Since flow separation depends on many parameters in addition to pressure gradient, bluff body flows are often somewhat unpredictable. There can be sudden changes in flow pattern for relatively minor changes in geometry or orientation. It is also possible to get flows in which two relatively stable states exist; the flow can switch between them as a result of minor external effects, either on a random or a periodic basis. This may sometimes involve reattachment of flow. After the boundary layers have separated, they are known as free shear layers, or sometimes dividing or separating streamlines.

The region of flow outside the free shear layers is known as the free stream, while that between them is the wake. The part of the body upstream of the separation points, exposed to the free stream flow is known as the fore body. That after them, exposed to the wake, is the after body or base.

3.5.4. Drag

For bluff bodies where the drag is mainly due to direct stresses, the drag coefficient is defined in terms of a dimension normal to the flow. This is in contrast to streamlined bodies where the drag is mainly due to shear stress, where a dimension parallel to the flow is used. This is discussed further in the Appendix on drag coefficients and their definitions.

The drag is sometimes divided into fore body drag, due to the pressure distribution around the front, and base drag, due to that round the back. This is useful because, by and large what goes on in the wake does not depend to any extent on the fore body, provided separation occurs at the same place, and similarly the flow over the fore body is not influenced much by changes in the base region.

Typical values for drag coefficient are:

Table 1: C_dfor various objects

PARTICULARS	VALUES OF C_d
Circular cylinder normal to stream	0.35 to 1.2
Flat plate normal to stream	2.0
Rectangular section	0.9 to 3
Sphere	0.1 to 0.4
Disk normal to stream	1.2
Cube, face on to stream	1.1
Saloon car	0.35
Articulated container truck	0.7

3.5.5. Components of drag

There are mainly four components of drag. These are:

1. Driving Force

2. Resistance Force

3. Weight

4. Lift/Reaction Force.

TASKS
• A. Write out the passage on bluff body flow and drag word for word, from "The region of" up to and including "body or base.".
• B. Pick up the passage on bluff body flow and drag from the point where it stops.

Data items
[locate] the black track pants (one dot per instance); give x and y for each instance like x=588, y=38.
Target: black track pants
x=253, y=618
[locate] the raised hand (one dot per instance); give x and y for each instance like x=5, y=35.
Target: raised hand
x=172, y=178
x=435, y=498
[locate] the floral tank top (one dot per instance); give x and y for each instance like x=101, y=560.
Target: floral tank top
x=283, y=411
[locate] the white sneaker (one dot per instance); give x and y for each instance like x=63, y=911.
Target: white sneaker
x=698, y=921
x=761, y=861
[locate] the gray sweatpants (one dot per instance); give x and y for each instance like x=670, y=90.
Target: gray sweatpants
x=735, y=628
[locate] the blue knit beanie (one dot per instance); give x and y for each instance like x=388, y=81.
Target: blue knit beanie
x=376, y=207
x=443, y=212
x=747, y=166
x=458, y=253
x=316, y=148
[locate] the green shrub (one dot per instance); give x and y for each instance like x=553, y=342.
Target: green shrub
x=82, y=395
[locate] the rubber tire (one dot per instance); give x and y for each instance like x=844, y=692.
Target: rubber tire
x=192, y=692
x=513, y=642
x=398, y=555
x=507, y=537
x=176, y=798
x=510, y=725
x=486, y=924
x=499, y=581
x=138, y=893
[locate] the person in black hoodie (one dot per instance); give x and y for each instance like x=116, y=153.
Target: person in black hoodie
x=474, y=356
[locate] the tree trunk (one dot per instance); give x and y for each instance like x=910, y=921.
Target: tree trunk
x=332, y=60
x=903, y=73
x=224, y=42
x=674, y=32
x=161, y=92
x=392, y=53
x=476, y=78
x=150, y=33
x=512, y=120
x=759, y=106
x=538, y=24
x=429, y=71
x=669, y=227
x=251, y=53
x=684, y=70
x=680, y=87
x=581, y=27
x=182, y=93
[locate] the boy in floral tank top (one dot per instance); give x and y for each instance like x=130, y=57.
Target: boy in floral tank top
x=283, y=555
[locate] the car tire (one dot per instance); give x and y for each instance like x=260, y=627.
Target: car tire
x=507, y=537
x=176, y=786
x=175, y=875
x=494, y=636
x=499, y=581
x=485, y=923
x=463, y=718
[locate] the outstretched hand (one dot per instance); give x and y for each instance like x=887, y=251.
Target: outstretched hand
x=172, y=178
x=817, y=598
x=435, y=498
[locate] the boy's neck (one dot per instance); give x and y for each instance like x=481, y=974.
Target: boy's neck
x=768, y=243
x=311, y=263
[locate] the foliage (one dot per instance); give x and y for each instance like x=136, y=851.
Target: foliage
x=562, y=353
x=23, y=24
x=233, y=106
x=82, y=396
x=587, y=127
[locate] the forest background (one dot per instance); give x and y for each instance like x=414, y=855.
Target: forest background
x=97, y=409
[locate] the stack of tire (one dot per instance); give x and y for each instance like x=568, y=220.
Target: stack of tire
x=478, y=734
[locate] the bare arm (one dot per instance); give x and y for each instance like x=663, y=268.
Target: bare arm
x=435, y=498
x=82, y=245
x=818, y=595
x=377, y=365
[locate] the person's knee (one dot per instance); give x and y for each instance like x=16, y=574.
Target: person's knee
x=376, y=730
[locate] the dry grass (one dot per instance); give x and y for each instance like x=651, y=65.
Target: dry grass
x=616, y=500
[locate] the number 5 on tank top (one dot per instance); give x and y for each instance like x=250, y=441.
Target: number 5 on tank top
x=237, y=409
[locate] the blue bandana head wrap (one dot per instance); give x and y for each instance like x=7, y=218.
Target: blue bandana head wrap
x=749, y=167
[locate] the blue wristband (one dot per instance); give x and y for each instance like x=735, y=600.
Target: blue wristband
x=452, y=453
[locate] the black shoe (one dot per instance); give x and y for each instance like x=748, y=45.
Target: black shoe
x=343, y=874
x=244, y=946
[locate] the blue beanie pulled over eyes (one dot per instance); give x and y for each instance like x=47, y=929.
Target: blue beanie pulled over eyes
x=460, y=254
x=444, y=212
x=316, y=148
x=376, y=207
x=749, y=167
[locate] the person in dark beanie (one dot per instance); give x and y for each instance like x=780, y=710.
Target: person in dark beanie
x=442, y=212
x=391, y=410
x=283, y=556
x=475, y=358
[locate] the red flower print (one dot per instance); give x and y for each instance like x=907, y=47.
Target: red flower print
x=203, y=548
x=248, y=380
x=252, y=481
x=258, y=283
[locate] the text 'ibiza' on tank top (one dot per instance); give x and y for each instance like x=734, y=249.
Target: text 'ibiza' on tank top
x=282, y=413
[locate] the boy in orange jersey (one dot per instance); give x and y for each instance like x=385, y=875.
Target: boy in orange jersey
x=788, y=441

* * *

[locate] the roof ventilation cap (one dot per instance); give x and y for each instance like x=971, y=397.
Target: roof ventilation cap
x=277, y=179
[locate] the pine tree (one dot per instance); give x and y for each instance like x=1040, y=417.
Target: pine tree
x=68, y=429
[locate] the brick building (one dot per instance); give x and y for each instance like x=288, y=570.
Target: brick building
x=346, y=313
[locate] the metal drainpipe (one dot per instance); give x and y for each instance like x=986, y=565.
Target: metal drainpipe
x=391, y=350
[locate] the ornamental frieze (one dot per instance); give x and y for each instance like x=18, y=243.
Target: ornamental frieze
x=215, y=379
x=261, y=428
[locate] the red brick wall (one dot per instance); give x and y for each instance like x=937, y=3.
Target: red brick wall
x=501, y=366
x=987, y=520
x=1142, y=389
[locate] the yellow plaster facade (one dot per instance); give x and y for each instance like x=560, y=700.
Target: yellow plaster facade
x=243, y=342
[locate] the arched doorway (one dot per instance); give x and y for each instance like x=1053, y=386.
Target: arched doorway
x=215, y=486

RESPONSES
• A.
The region of flow outside the free shear layers is known as the free stream, while that between them is the wake. The part of the body upstream of the separation points, exposed to the free stream flow is known as the fore body. That after them, exposed to the wake, is the after body or base.

• B.
1. Thrust/Driving Force: - Driving Force is the Force Developed by the motion of the vehicle in forward Direction.

2. Drag/Resistance Force: - Resistance Force is the resistance developed by the motion of the air in the opposite direction of the motion of the vehicle.

3. Weight: - Weight is nothing but the weight of the vehicle itself, acting in the downward direction.

4. Lift/Reaction Force: - Lift is upward force acting on the vehicle. It acts on both the front and rear wheels of the vehicle. It is induced due to the vortices created on the back of the vehicle and it is the reason that the lift on the rear wheel is more than the lift on the front wheel.

3.6. COMPUTATIONAL FLUID DYNAMICS

3.6.1. Introduction

So, CFD is a computational technology that enables you to study things that flow. CFD not only predicts fluid flow behavior, but also the transfer of heat, mass, phase change, chemical reaction, mechanical movement and stress or deformation of related solid structures.

Computational Fluid Dynamics or simply CFD is concerned with obtaining numerical solution to fluid flow problems by using computers. The advent of high-speed and large-memory computers has enabled CFD to obtain solutions to many flow problems including those that are compressible or incompressible, laminar or turbulent, chemically reacting or non-reacting. Computational Fluid Dynamics (CFD) is the science of predicting fluid flow, heat transfer, mass transfer, chemical reactions, and related phenomena by solving the mathematical equations which govern these processes using computational methods.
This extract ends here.